**EXTRACTED TEXT:**
>>>

Dr. Lin: I have two roles, as a physical therapist in an Aboriginal Community Controlled Health service, and an academic in a university rural health centre. I am interested in musculoskeletal pain and in my clinical practice I predominantly see Aboriginal people with musculoskeletal pain. There seemed to be a mismatch in between what I was seeing in clinical practice with what the research was saying. I was fortunate to have two very supportive workplaces and so I was able to begin to look at this in more detail through research.
In 2005, this led to embarking on a part-time PhD through Curtin University, Perth, Western Australia, which is about 4.5 hours from where I live. Throughout this journey I was also fortunate to have fantastic research support from supervisors, professors Peter O’Sullivan, Juli Coffin, Leon Straker, Donna Mak and Sandy Toussaint, the organisations for which I work, and from community people who were involved in the project. Post-PhD I’ve continued this work with a number of people who have been involved from the start and others who also think it is important. The rewarding thing for me personally is that it benefits people I see in the clinic every session I am there, as I apply what I learn every time I see someone.

<<<

**SUPPLIED MATERIAL:**
>>>

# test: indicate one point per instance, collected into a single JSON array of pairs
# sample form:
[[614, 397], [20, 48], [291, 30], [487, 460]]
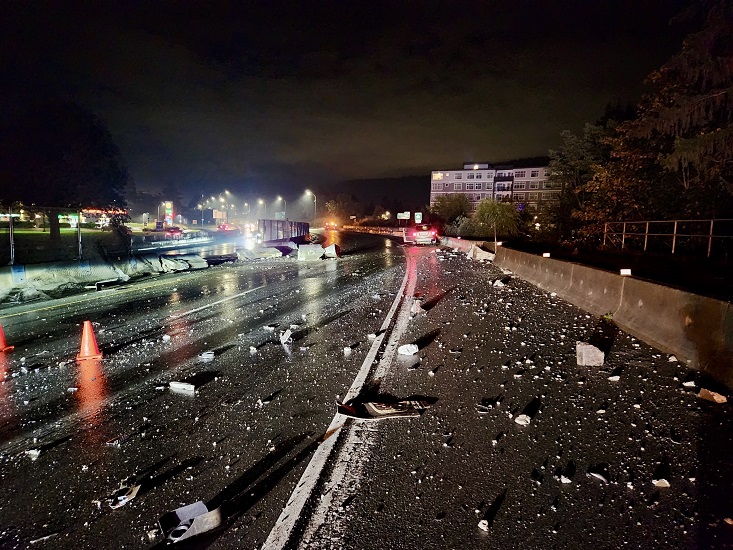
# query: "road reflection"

<<<
>>>

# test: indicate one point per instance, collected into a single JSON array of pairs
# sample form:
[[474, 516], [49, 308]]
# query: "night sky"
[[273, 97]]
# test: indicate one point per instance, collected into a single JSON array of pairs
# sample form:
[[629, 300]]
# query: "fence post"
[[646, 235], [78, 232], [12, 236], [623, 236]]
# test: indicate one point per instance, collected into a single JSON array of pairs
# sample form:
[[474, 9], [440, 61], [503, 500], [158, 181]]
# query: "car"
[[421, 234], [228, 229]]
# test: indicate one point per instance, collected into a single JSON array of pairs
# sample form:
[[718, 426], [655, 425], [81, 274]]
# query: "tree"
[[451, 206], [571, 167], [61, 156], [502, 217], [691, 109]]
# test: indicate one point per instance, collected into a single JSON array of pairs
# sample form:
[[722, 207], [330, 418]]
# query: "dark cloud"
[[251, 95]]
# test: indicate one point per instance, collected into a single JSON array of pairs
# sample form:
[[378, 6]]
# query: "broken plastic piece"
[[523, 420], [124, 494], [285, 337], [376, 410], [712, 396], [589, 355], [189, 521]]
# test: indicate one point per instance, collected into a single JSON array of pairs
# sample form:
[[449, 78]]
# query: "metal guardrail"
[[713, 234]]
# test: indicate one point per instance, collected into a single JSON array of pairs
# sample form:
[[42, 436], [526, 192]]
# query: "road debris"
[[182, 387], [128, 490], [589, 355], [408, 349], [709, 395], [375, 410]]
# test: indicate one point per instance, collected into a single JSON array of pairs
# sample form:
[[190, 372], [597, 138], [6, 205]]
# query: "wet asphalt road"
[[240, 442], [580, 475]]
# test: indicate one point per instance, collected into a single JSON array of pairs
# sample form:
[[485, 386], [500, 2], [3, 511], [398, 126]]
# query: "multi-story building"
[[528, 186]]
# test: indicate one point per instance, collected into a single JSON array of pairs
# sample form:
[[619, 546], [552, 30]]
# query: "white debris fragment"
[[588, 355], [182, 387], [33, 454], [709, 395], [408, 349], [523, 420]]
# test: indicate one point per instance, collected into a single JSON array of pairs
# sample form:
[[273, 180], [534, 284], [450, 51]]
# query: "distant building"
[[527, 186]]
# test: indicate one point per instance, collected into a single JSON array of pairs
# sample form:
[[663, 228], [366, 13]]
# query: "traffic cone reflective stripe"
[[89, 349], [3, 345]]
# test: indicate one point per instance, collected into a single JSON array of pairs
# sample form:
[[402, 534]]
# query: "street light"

<<<

**REQUIRED ACTIONS:**
**A.** Translate this sentence from the Dr. Lin interview excerpt into Spanish: "I was fortunate to have two very supportive workplaces and so I was able to begin to look at this in more detail through research."
**B.** Answer these questions from the Dr. Lin interview excerpt, one line each:
(i) Whom does Dr. Lin predominantly see in clinical practice?
(ii) In what year did Dr. Lin embark on a part-time PhD?
(iii) About how far from where Dr. Lin lives is the university where the PhD was done?
**C.** Carry on the Dr. Lin interview excerpt from the point where it stops.

**ANSWER SECTION:**
**A.** Tuve la suerte de contar con dos lugares de trabajo que me apoyaron mucho, así que pude empezar a examinar esto con más detalle a través de la investigación.

**B.**
(i) Aboriginal people with musculoskeletal pain.
(ii) 2005.
(iii) About 4.5 hours.

**C.**
Dr. Lin: In the paper, we discuss the impacts of CLBP (chronic low back pain) on daily life activities, emotional, and cultural well-being of Aboriginal men and women in rural and remote areas of Western Australia. In this study, we were looking at the impacts of CLBP and not whether or not they preceded or arose as a result of CLBP. We know that emotional factors such as pre-existing psychological distress increases the risk of developing an episode of LBP, can arise as a result of LBP, or prolong an episode of LBP. It is likely that this was the case with the emotional impacts we found in this study, however this wasn’t what we were investigating.
In another paper we suggest that disabling CLBP may be iatrogenic. This is because Aboriginal men and women who we interviewed had a number of misperceptions about the nature/cause of their pain. In many cases, these misperceptions originated from contact with health practitioners. These misperceptions, or maladaptive beliefs about pain (e.g. ‘I’ll end up in a wheelchair’, ‘my back is stuffed’), can be disabling because they increase fear and maladaptive coping. These beliefs can result in poorer outcome for Aboriginal people with LBP.
“Good quality clinical care is about providing care that is ‘scientifically’ sound and also meets the individual and cultural needs of the individual patient.
What questions should future research investigate and why?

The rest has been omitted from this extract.